### Source
+---+

Did visions of the Heavenly Lover swim
Before his eyes in youth, or did stern rage
Against rash heresy keep green his age?
Had he seen God, to write so much of Him?
Gone is that irrecoverable mind
With all its phantoms, senseless to mankind
As a dream's trouble or the speech of birds.
The breath that stirred his lips he soon resigned
To windy chaos, and we only find
The garnered husks of his disused words.

Robert Underwood Johnson was born at Washington, on the twelfth of January, 1853, and took his bachelor's degree at Earlham College, in Indiana, at the age of eighteen. When twenty years old, he became a member of the editorial staff of the Century Magazine, and remained there exactly forty years. His first volume of poems, The Winter Hour, was published in 1891, since which time he has produced many others. Now he is his own publisher, and two attractive books "published by the author" appeared in 1917—Poems of War and Peace and Italian Rhapsody.

+---+

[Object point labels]
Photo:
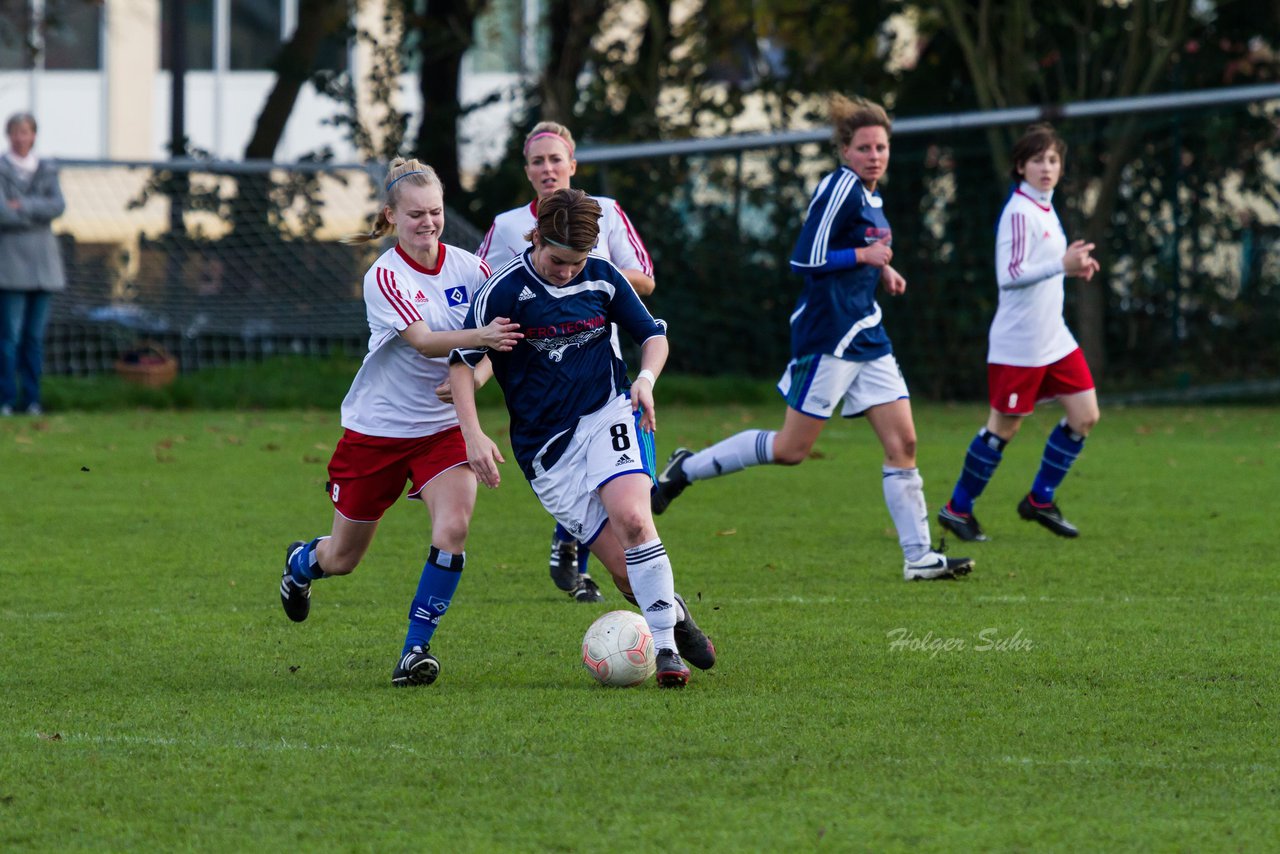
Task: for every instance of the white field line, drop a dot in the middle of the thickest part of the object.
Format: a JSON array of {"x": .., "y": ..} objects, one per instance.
[{"x": 284, "y": 745}]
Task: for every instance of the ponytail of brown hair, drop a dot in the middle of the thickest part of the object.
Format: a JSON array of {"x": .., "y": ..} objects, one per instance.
[
  {"x": 401, "y": 172},
  {"x": 568, "y": 218}
]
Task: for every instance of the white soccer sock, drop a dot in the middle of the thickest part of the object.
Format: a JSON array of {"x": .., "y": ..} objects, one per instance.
[
  {"x": 904, "y": 494},
  {"x": 654, "y": 589},
  {"x": 737, "y": 452}
]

+---+

### Work to do
**a)** Answer these questions from the Robert Underwood Johnson text:
(i) According to the poem, what is it that "we only find"?
(ii) How many years did Johnson remain on the editorial staff of the Century Magazine?
(iii) At which college did Johnson take his bachelor's degree?
**b)** Carry the Robert Underwood Johnson text forward from its final sentence with a further paragraph in the same manner.

### Results
**a)**
(i) The garnered husks of his disused words.
(ii) Exactly forty years.
(iii) Earlham College, in Indiana.

**b)**
Mr. Johnson is a conservative, by which he would mean that as editor, publicist, and poet, he has tried to maintain the highest standards in art, politics, morality, and religion. Certainly his services to his country have been important; and many good causes that he advocated are now realities. There is no love lost between him and the "new" school in poetry, and possibly each fails to appreciate what is good in the other.